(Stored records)
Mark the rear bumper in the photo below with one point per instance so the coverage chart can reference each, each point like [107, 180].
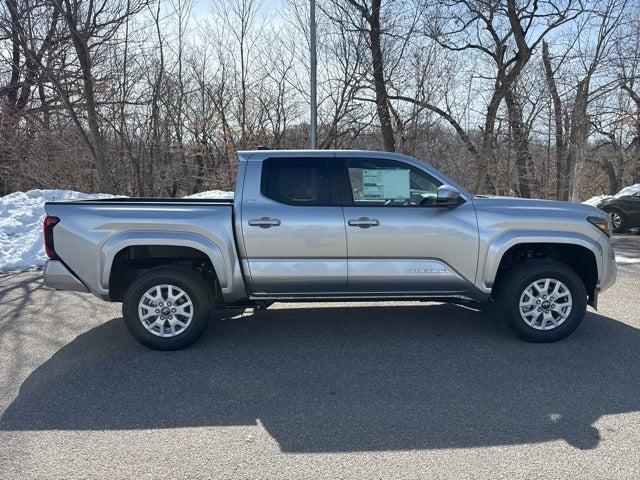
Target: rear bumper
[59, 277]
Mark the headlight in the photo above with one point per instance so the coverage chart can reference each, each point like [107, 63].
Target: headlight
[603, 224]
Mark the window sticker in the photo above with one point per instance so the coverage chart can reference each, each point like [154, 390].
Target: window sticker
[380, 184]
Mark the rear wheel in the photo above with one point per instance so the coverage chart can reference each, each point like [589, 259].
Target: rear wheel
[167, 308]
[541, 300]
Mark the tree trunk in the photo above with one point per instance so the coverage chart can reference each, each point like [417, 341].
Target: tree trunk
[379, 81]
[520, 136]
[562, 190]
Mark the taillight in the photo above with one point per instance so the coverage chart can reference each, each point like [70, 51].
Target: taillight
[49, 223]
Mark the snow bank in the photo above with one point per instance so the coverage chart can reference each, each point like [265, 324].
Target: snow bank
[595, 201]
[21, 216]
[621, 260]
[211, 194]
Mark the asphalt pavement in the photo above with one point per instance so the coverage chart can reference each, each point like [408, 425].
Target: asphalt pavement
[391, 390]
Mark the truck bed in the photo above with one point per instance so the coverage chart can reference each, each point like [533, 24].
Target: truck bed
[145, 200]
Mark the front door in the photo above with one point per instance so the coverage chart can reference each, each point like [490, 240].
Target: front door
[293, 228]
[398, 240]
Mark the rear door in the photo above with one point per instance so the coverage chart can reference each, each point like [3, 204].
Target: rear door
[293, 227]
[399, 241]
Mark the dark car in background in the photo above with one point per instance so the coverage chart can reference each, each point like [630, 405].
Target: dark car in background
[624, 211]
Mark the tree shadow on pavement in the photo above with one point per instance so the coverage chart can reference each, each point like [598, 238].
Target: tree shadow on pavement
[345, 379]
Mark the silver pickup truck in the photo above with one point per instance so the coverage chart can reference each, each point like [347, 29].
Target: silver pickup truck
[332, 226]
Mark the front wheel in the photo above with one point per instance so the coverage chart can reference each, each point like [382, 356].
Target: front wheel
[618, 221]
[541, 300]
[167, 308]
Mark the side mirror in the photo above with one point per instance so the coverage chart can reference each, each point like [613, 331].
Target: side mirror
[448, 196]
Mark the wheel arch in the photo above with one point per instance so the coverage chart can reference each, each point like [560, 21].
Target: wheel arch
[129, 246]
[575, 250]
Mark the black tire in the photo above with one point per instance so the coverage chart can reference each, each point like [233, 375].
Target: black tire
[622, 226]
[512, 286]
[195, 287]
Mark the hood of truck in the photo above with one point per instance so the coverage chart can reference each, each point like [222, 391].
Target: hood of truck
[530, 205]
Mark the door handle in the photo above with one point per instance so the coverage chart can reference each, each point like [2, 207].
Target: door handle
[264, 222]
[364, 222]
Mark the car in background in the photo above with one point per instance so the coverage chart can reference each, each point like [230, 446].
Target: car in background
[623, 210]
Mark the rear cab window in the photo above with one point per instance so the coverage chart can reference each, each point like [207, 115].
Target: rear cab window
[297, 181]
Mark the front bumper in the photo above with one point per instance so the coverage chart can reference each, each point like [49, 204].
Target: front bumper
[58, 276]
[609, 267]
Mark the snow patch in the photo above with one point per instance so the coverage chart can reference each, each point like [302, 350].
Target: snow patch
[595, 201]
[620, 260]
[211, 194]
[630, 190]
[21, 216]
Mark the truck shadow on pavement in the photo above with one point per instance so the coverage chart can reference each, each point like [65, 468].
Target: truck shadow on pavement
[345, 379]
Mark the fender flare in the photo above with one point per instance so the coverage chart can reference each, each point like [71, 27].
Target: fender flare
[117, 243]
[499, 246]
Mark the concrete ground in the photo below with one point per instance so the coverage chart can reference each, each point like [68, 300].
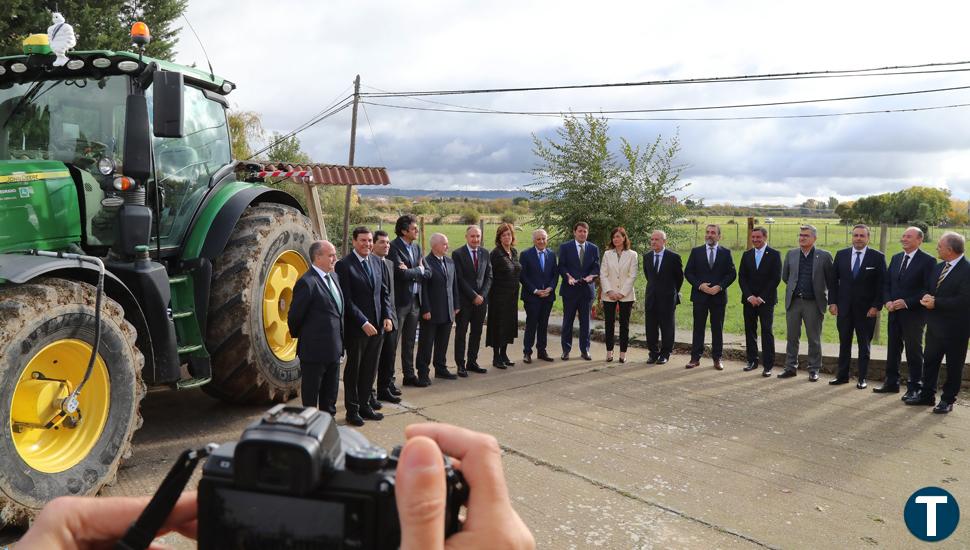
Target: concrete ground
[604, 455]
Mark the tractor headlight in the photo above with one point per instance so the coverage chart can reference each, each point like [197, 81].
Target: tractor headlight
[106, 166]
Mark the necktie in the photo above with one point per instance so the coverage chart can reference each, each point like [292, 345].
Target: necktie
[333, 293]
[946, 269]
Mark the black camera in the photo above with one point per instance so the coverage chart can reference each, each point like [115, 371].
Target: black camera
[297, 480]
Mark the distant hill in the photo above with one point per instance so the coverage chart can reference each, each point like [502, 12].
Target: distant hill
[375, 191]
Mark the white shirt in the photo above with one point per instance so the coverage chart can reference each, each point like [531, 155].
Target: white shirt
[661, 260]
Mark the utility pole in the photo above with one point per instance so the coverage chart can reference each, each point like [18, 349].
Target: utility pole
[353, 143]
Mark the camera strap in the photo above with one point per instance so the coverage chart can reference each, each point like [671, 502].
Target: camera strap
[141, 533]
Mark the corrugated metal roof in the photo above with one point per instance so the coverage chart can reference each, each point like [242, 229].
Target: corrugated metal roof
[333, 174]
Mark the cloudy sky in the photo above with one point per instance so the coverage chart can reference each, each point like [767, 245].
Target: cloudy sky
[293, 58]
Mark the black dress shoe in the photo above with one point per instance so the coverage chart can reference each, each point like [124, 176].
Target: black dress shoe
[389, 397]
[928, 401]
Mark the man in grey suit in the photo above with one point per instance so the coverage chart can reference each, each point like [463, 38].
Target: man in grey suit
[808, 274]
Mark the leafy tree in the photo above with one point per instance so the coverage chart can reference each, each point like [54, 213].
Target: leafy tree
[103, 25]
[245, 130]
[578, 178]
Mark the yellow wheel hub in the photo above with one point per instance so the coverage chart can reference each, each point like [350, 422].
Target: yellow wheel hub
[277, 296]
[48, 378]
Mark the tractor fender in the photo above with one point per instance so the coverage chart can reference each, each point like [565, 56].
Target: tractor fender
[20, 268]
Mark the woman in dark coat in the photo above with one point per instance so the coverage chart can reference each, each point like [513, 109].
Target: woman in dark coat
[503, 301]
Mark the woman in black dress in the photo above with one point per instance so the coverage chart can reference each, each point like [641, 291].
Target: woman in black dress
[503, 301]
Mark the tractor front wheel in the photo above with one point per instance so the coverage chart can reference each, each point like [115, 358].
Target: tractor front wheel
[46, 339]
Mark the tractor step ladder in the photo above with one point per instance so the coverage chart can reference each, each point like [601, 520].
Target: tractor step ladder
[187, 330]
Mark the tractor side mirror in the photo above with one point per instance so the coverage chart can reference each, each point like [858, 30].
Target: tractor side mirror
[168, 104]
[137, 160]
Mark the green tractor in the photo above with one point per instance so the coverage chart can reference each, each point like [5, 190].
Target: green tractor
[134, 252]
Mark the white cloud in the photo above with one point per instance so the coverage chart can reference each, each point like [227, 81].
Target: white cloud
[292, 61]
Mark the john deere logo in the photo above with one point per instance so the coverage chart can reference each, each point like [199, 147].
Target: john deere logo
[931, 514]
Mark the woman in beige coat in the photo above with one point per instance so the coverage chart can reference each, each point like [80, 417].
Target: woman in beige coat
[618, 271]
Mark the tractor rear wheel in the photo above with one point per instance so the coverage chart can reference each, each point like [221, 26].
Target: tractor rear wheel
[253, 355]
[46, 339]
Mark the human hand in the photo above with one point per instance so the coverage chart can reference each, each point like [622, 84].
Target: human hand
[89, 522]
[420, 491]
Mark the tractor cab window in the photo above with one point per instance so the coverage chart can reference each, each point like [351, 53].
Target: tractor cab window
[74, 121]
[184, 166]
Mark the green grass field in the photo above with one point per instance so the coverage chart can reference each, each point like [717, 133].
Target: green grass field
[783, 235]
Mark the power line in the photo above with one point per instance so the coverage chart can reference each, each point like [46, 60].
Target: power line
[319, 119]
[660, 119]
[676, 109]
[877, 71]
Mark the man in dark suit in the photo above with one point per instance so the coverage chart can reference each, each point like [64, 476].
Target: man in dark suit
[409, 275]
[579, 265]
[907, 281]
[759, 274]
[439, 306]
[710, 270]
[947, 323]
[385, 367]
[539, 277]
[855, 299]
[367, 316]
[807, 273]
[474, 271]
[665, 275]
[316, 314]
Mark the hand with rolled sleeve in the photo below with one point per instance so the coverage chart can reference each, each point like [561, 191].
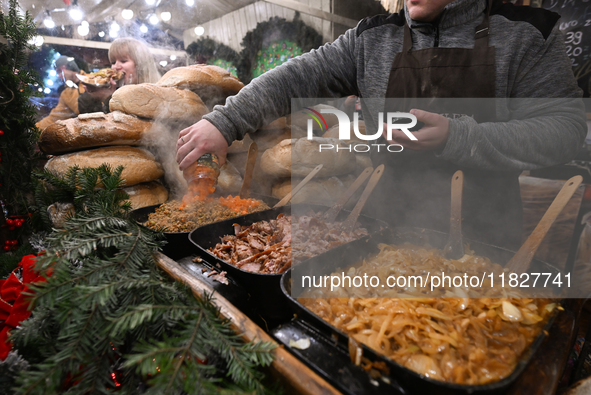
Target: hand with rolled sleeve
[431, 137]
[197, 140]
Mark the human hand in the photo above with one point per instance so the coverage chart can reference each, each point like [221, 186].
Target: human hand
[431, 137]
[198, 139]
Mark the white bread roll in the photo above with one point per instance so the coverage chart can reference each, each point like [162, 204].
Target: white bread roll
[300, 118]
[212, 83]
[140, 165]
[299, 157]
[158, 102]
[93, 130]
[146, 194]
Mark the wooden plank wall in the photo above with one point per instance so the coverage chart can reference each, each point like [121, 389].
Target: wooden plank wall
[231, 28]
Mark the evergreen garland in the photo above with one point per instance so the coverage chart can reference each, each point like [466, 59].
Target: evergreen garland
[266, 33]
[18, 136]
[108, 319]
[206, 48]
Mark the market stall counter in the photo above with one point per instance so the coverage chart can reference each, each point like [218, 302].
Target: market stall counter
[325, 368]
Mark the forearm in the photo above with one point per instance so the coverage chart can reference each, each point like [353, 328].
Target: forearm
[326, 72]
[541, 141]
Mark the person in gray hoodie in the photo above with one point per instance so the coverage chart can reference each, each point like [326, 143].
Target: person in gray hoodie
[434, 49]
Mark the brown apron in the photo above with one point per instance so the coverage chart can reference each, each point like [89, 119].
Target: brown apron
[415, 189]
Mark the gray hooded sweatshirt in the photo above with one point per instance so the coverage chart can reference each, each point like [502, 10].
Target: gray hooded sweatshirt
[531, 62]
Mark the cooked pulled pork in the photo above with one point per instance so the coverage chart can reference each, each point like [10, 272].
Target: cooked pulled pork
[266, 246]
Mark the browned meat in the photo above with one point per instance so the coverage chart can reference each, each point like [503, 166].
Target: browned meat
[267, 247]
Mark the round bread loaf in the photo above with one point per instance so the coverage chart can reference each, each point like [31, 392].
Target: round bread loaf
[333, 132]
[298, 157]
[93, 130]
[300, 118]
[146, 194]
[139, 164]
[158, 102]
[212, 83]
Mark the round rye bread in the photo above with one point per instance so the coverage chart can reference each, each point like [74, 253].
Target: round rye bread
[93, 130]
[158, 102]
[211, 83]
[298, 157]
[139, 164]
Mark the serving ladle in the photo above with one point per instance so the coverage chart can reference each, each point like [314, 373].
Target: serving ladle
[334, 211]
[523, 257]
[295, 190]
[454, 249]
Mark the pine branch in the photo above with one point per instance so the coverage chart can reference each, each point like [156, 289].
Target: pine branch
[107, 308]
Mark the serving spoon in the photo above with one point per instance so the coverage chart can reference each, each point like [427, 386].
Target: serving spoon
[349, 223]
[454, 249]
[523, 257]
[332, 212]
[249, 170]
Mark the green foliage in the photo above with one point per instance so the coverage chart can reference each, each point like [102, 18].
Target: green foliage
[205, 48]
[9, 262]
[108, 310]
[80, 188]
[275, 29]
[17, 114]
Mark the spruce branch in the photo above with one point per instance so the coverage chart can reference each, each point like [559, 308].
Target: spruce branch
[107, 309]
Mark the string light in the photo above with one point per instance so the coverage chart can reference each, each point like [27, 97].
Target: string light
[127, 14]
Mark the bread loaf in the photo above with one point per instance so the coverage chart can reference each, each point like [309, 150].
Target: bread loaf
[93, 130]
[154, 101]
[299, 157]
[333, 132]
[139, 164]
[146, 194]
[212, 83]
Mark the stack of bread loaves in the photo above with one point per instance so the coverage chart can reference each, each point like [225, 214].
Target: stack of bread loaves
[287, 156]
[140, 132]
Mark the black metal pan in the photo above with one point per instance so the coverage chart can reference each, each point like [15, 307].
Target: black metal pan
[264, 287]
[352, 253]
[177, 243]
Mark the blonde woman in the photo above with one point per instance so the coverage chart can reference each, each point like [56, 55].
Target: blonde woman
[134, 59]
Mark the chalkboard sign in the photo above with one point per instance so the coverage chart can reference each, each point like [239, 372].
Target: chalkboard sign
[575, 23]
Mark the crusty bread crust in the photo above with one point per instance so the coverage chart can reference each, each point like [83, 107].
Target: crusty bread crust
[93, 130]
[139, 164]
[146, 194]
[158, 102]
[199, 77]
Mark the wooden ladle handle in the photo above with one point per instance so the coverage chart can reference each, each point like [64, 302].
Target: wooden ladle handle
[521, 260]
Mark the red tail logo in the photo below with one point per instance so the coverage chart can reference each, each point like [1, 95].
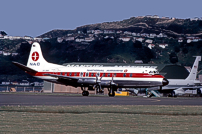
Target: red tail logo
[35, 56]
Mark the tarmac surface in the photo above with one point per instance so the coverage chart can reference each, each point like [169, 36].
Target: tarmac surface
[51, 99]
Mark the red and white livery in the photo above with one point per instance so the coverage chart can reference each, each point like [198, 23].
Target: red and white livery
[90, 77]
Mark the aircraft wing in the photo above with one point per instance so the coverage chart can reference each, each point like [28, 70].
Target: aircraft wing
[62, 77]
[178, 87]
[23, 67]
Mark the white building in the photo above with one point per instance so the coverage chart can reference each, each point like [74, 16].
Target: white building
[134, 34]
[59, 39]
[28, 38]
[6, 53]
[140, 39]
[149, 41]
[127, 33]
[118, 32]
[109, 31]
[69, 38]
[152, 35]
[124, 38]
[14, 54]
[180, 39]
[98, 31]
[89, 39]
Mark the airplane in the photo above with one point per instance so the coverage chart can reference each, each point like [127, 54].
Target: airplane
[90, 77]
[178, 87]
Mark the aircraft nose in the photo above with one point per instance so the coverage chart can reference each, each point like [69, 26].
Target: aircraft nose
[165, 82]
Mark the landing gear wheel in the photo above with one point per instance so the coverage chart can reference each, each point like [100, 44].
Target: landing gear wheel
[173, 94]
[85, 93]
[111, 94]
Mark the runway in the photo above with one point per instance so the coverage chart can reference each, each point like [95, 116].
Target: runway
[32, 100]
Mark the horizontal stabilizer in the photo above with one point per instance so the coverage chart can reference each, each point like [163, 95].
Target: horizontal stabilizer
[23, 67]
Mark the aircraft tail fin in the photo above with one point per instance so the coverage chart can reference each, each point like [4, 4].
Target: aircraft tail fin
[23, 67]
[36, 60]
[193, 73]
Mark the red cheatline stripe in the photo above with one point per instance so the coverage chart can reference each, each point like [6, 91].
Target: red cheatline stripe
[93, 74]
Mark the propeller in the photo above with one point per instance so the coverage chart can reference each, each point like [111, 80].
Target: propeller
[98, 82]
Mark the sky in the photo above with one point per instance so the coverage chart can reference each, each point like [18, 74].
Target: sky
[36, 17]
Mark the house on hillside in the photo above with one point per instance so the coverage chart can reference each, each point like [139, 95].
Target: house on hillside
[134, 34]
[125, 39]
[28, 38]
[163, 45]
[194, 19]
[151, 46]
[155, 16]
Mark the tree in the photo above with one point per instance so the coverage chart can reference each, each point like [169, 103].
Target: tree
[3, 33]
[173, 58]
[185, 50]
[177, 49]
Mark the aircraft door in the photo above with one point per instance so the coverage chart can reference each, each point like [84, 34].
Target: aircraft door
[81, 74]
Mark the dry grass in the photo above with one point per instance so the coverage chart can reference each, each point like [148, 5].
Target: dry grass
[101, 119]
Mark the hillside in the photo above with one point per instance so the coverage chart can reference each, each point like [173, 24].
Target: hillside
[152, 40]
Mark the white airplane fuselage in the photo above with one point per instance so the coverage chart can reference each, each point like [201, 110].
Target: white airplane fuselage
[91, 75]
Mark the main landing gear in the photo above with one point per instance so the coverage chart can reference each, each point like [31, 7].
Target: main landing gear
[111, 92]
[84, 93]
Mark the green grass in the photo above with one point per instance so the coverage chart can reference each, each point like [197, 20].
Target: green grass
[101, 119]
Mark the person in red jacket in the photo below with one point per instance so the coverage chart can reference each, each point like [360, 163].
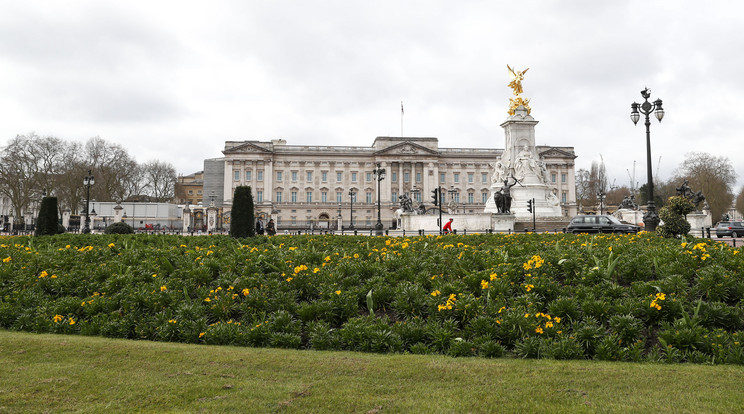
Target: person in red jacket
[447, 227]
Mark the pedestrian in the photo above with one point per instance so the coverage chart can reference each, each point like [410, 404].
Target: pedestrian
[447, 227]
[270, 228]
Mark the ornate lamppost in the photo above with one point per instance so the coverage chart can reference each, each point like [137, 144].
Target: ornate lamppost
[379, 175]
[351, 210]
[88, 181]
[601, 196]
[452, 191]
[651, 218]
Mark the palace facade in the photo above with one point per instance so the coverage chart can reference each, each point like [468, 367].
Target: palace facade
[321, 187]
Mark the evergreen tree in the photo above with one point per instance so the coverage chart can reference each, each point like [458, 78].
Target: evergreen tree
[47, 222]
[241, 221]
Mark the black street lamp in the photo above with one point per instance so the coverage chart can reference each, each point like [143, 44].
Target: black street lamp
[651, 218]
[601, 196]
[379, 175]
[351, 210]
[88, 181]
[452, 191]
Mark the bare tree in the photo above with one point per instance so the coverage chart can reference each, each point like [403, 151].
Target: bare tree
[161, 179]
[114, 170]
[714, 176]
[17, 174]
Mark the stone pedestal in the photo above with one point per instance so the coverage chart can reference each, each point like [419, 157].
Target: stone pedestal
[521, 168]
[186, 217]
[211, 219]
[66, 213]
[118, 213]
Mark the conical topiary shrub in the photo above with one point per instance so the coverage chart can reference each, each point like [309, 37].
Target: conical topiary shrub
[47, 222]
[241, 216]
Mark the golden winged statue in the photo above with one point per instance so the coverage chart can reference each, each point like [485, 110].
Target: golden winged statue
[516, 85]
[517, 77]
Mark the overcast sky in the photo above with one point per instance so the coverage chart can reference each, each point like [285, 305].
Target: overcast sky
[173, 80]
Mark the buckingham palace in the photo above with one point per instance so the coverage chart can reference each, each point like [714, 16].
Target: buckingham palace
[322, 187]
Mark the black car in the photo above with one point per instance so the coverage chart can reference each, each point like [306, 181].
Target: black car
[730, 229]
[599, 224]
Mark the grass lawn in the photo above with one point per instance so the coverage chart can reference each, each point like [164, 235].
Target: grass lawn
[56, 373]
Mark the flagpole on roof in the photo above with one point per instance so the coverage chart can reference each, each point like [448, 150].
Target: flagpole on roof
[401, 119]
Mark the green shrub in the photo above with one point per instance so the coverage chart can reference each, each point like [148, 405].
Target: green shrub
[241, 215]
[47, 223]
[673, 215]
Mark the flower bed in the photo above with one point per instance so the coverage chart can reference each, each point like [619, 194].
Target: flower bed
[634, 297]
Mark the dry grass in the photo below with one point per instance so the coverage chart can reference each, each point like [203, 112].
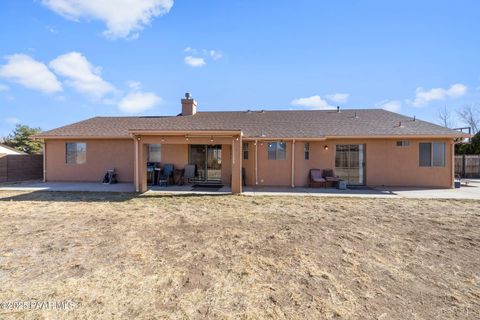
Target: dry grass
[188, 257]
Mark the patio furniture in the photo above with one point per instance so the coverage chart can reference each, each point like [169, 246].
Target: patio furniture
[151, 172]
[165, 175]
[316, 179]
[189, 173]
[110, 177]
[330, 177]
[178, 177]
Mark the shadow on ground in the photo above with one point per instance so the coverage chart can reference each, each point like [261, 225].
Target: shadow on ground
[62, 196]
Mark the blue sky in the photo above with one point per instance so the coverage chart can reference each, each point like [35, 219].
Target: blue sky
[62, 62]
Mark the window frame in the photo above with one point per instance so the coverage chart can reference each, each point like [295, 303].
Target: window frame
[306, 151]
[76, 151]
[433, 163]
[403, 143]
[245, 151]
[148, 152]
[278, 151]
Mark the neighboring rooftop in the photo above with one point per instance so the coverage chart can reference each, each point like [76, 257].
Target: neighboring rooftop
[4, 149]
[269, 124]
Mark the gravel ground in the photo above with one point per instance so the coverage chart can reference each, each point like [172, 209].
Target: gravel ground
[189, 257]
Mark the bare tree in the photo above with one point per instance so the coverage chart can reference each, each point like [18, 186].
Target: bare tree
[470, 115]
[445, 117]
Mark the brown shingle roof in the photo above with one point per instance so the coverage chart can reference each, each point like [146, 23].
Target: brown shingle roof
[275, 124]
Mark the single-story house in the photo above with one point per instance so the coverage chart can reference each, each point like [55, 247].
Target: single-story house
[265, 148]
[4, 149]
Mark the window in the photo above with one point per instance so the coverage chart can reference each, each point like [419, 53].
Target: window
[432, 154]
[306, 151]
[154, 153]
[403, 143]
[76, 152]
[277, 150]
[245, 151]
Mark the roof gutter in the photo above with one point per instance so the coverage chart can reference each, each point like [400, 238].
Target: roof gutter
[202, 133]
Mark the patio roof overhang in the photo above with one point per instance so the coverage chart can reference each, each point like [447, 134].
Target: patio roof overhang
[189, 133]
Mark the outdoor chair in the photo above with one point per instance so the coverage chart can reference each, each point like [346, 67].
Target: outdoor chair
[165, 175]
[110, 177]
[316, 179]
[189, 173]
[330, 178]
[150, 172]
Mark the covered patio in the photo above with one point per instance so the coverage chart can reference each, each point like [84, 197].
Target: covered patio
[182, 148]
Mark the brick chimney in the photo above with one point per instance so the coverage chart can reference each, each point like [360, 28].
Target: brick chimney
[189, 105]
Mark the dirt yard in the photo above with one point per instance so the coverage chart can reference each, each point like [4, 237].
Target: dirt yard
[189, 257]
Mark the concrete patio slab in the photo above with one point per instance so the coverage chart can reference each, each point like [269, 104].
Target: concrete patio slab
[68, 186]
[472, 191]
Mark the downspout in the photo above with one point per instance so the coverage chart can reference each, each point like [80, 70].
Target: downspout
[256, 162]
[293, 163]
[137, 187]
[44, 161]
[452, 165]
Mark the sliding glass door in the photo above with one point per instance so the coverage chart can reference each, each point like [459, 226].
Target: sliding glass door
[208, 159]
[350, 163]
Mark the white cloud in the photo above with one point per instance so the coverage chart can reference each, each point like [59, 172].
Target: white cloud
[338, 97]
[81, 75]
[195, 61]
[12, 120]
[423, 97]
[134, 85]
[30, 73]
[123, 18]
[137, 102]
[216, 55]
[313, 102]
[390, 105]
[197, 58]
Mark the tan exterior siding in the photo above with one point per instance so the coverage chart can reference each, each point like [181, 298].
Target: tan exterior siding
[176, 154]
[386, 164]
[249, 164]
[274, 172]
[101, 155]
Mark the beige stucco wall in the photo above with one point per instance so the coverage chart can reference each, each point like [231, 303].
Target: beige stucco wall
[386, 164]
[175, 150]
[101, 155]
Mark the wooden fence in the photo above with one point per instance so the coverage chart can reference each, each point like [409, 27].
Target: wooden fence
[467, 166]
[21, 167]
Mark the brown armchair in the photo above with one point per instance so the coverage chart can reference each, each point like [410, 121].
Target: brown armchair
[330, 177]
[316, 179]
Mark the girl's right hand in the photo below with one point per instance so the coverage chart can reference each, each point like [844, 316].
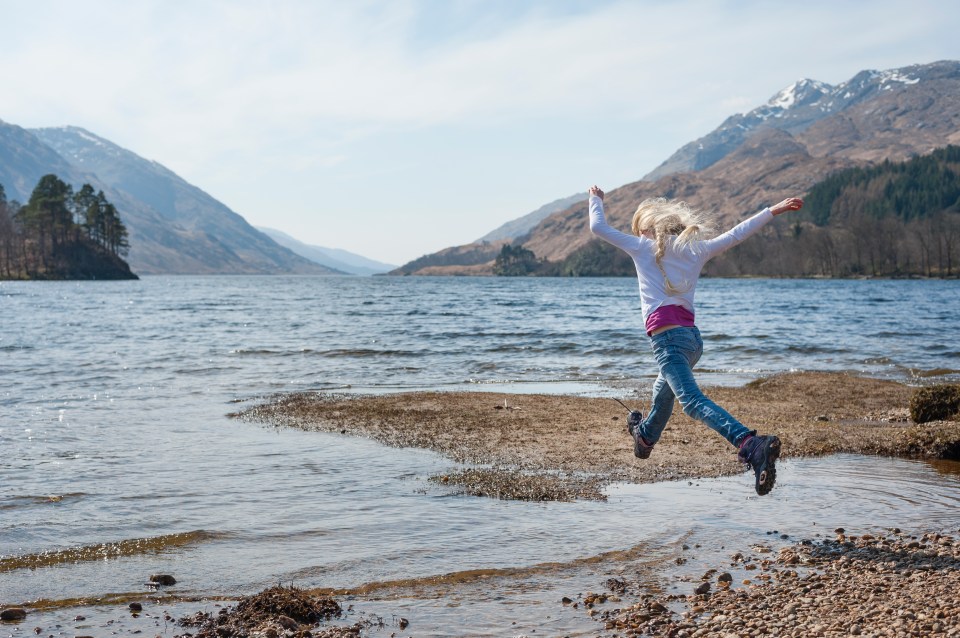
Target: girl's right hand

== Task to complete ==
Only the lines from the one containing "Mark the wooden fence" through the last line of the data belong in the copy, both included and reproduced exactly. Pictures do not.

== Written solution ==
Mark the wooden fence in the photo above with one point per instance so the coverage chart can reference each, each point like [409, 27].
Target: wooden fence
[467, 166]
[21, 167]
Mark the brown armchair in the photo above with one point per instance so the coverage chart can reference each, each point like [410, 121].
Target: brown armchair
[330, 177]
[316, 179]
Mark the girl's right hand in the photo below with one point per instance so the coverage chart can reference each, each point like [844, 316].
Target: girl's right hand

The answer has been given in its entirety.